##### Reading text

In order to enable a repeatable and systematic measurement procedure in all scenarios, a similar procedure to the method described by Angelis et al. [30] is used for recording the measurement points. Here, the tag including the tripod is moved on previously defined points of a 1 m × 1 m grid. For the research work of this article, a commercially available pattern paper with a comparable size to [30] measuring 80 cm × 70 cm with a 10-cm grid was chosen. It is shown schematically in Figure 4.

The receiver (tag) was positioned on all points $p_i$ on the edge of the grid at 10-cm intervals including a central point results in a total of 31 measurement points recorded in each scenario.

3.1. Scenario 1

In the first scenario, shown in Figure 5, the anchor modules are positioned in a rectangle around the machine, simulating a room with the modules in the corners. There are only two direct lines of sight to the transmitter and several objects are in the direct measurement range of the system that can potentially contribute to the measurement uncertainty. The laser tracker is at the same position in all scenarios and was referenced to the origin (anchor 1), $x_{min}$ (anchor 2) and $y_{max}$ (anchor 4) of the UWB system in each scenario in order to record the measurement data in the same coordinate system. The measuring point grid shown in Figure 3 stays at the same position for all measurements and is located with the row $p8$ to $p16$ at the door of the machine tool.

3.2. Scenario 2

In the second scenario, visualized in Figure 6, one of the anchor modules (anchor 3) is moved from a location without a line of sight to the tag to one with a direct line of sight to partially remove the impact of the machine tool on the localization. The positions of the other three modules remain identical to avoid further changes and potential influences on the system. In this scenario, other possible interfering objects in the measurement area exist.

##########
##### Dataset

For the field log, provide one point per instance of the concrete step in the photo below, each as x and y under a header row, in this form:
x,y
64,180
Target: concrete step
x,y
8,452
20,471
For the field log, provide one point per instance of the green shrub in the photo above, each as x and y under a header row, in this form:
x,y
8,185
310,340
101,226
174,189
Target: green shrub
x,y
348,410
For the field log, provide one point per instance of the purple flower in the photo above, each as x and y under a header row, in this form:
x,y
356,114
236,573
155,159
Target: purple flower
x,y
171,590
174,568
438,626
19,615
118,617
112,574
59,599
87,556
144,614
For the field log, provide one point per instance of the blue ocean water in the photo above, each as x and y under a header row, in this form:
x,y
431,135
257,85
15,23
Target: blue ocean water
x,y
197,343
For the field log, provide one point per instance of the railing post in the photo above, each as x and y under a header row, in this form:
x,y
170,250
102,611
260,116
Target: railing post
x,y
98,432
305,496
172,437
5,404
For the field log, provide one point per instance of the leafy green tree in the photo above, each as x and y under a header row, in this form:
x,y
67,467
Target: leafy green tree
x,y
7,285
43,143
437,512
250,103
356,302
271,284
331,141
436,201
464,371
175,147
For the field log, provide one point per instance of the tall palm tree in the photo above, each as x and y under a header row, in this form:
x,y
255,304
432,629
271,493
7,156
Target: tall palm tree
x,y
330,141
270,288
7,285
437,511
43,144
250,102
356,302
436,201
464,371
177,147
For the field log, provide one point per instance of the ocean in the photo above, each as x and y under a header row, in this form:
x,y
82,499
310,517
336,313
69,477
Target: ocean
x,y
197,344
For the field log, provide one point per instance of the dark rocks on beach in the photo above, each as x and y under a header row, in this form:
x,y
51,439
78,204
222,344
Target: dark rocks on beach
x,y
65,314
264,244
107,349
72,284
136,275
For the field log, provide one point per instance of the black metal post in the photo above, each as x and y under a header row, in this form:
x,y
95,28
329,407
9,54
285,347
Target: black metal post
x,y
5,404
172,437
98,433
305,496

##########

**What is needed**. Can you write out the UWB measurement text above word for word, everything from "In the second" down to "measurement area exist."?

**Exercise result**.
In the second scenario, visualized in Figure 6, one of the anchor modules (anchor 3) is moved from a location without a line of sight to the tag to one with a direct line of sight to partially remove the impact of the machine tool on the localization. The positions of the other three modules remain identical to avoid further changes and potential influences on the system. In this scenario, other possible interfering objects in the measurement area exist.